* Start Records to use *

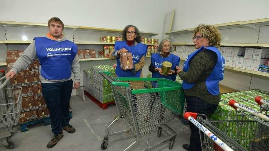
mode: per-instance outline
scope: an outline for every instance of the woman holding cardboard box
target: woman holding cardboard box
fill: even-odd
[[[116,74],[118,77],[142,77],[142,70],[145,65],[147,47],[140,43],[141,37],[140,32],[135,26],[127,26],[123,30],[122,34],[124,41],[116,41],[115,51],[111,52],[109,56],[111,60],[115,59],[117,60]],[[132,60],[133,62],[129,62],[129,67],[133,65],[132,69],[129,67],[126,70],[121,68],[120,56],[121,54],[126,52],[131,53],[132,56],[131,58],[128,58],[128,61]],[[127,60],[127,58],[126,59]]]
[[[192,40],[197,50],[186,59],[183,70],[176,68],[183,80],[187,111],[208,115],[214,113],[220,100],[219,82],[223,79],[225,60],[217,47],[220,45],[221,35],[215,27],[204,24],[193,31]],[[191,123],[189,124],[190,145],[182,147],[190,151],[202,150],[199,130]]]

* End Records to use *
* Start Records to use *

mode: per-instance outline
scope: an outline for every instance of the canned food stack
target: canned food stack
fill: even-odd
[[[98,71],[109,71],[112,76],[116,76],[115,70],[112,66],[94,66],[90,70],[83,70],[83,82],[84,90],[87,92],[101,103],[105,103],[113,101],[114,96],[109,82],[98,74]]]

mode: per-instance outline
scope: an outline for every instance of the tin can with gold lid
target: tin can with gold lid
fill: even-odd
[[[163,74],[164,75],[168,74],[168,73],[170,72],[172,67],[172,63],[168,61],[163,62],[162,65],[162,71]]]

* End Records to use *

Report each line of the data that contains the string "food". Case counts.

scope: an outline for every instance of the canned food stack
target: canned food stack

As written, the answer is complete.